▶ EXERCISE REQUIREMENTS: Copy out the records so that each line matches the original.

---- SUPPLIED RECORDS

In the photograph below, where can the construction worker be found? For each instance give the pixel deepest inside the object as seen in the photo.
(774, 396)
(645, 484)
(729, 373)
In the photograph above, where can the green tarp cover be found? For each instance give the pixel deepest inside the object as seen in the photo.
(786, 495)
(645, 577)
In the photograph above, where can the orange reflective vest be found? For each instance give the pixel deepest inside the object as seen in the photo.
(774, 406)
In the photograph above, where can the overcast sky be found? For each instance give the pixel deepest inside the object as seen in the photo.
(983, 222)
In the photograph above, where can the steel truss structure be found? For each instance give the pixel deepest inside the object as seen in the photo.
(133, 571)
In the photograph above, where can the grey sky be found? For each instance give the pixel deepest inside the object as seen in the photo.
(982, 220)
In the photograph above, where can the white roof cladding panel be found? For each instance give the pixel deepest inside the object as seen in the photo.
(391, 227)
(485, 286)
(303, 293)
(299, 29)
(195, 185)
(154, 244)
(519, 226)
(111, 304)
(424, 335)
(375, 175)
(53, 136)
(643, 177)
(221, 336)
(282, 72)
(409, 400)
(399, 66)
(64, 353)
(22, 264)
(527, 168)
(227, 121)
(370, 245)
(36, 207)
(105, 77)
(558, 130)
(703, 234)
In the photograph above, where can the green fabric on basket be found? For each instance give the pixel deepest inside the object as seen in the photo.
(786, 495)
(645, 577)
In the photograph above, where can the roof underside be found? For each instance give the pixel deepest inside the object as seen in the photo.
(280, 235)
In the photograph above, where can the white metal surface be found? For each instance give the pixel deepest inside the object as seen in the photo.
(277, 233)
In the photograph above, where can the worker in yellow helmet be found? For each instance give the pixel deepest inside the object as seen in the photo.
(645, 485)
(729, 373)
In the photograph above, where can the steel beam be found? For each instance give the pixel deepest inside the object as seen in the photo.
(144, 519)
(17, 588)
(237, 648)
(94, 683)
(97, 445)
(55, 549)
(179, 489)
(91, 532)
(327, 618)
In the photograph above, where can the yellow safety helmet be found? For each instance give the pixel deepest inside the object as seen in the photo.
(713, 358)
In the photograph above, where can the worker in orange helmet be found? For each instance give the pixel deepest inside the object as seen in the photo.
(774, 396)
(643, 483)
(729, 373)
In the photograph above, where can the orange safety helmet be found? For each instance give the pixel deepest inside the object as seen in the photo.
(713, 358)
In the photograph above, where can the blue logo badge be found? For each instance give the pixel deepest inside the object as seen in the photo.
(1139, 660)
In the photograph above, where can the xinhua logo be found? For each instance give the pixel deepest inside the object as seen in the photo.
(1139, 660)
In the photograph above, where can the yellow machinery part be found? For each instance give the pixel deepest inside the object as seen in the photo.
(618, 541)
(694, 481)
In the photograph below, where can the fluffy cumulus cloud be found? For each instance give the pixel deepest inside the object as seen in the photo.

--------

▶ RESPONSE TO THIS TASK:
In the photograph below, where can the construction worker be found? For each instance give the pixel deepest inside the object as seen in the photo.
(774, 396)
(645, 484)
(729, 373)
In the photograph above, where can the green tarp cover be found? For each instance give the pixel deepest inside the object as seen in the photo.
(786, 495)
(645, 577)
In the photograph above, where can the orange reflective vest be found? For each instance give the pixel deepest inside the object as seen in the photo.
(774, 406)
In the photograph above, where can the overcast sky be found? For each instance give the pixel deepest inside the object as seen in the photo.
(983, 222)
In the photograph above, where can the steel truss structure be found? For each instance give the pixel deepest inside the object as seen in the photo.
(133, 571)
In the photograph above, where can the grey sky be found? For each instance give the pixel deepest inside the object as seen in the photo.
(982, 220)
In the photograph above, where can the white roof cladding panel be found? For each instance give the pixel deepest inside the object as seen in the photo.
(391, 227)
(485, 286)
(303, 293)
(299, 29)
(195, 185)
(154, 244)
(519, 226)
(111, 304)
(424, 335)
(375, 175)
(53, 136)
(643, 177)
(221, 336)
(282, 72)
(409, 400)
(399, 66)
(64, 353)
(22, 264)
(527, 168)
(227, 121)
(370, 245)
(36, 207)
(105, 77)
(558, 130)
(703, 234)
In the photograph above, where can the green fabric on basket be found? For each instance give the pixel deepest inside the object as seen in the photo.
(786, 495)
(645, 577)
In the photograph above, where can the roof underside be found? For each instance give the pixel deepest inside the object as seen in the photo.
(280, 235)
In the photograph above, where can the white metal surface be found? For each instance give the pixel deepest inside the object as seen in the photo.
(277, 233)
In the photograph above, where can the worker in yellow helmet be found? For each instance give the pixel deepest inside the object as seen in the photo.
(645, 485)
(729, 373)
In the photograph above, where can the steel beam be found? For each instance give the pixel deepest inside the object as seen in the photo.
(144, 519)
(17, 588)
(237, 648)
(94, 683)
(97, 445)
(55, 549)
(179, 489)
(91, 532)
(327, 618)
In the photograph above, where can the yellow safety helmet be found? For each instance give the pixel deepest inside the object as seen in the photo.
(713, 358)
In the photograph above, where can the worker in orange helmet be found? For each instance give the pixel deepest inside the object as seen in the photo.
(774, 396)
(643, 483)
(729, 373)
In the photograph above, where can the orange safety helmet be found? For each instance give the pixel deepest inside the object as seen in the photo.
(713, 358)
In the photograph above, where can the blue logo badge be found? For each instance give the pixel deepest inside the object as seen in the photo.
(1139, 660)
In the photograph above, where can the xinhua logo be found? For each instance give the pixel deepest inside the object as seen in the photo.
(1139, 660)
In the photograph above, where can the yellow machinery part be found? For each instance give the pixel deepest inside the object as seen in the photo.
(618, 541)
(694, 481)
In the photograph below, where can the fluffy cumulus cloud be found? For each instance give the pixel deepest inside the object as seen in the photo.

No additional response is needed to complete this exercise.